*Extracted data*.
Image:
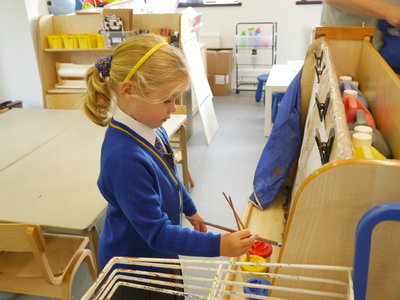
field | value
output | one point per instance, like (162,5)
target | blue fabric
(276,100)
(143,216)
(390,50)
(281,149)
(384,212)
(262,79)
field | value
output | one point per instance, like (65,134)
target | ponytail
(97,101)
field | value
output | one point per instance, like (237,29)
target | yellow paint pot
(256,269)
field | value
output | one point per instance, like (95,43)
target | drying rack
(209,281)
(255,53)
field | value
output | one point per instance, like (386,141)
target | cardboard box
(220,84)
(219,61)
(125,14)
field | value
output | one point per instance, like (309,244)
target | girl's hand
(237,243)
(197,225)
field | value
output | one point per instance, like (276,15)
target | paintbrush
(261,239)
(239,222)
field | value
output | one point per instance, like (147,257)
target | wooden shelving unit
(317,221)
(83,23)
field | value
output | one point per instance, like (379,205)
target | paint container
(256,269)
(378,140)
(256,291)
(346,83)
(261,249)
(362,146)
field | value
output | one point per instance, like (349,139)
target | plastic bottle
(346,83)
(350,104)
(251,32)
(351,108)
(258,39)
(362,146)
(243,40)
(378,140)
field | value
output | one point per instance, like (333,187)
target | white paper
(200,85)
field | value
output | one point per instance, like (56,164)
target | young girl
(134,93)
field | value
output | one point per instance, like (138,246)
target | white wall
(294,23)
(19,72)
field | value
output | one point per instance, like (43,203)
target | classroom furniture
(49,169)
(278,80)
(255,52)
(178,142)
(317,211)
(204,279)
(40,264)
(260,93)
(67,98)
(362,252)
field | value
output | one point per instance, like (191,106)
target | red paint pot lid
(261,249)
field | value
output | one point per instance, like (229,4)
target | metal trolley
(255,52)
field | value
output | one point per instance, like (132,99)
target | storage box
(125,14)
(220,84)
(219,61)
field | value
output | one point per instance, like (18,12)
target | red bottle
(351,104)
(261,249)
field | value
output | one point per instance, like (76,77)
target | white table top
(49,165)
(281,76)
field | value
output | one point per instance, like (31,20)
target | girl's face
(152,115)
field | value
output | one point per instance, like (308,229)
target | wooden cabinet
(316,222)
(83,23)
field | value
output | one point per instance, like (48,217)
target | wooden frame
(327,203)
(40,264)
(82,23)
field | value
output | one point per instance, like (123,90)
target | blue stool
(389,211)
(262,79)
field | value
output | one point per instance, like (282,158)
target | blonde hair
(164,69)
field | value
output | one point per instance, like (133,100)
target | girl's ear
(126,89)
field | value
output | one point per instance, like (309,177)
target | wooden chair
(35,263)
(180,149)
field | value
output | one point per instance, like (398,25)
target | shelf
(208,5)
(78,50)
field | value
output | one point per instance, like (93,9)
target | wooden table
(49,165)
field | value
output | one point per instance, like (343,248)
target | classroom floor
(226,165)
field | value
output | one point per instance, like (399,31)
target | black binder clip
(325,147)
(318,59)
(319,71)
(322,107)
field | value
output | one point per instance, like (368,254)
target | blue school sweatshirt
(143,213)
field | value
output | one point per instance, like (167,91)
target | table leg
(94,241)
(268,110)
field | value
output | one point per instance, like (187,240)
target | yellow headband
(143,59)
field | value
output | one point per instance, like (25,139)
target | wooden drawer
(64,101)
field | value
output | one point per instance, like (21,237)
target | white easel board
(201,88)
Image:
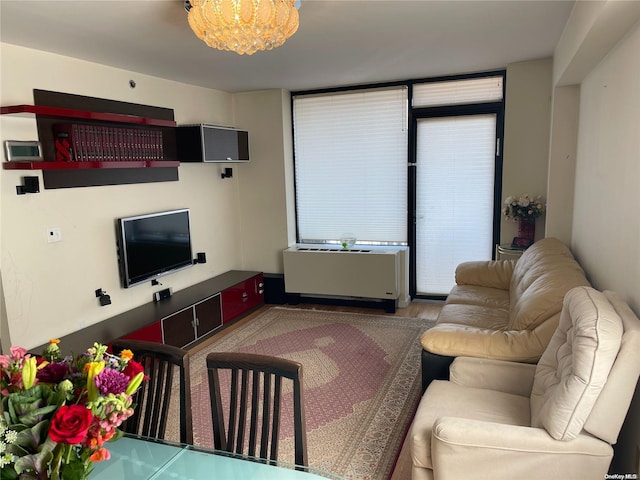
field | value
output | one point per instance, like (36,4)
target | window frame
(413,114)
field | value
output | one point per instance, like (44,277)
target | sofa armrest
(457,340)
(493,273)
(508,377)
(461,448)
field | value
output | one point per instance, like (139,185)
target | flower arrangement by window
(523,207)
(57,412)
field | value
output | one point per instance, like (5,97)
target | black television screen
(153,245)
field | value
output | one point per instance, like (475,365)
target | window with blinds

*Aim*.
Display every line above that contains the string "window", matching case exactly.

*Worked answer*.
target | window frame
target | flower arrangement by window
target | window with blinds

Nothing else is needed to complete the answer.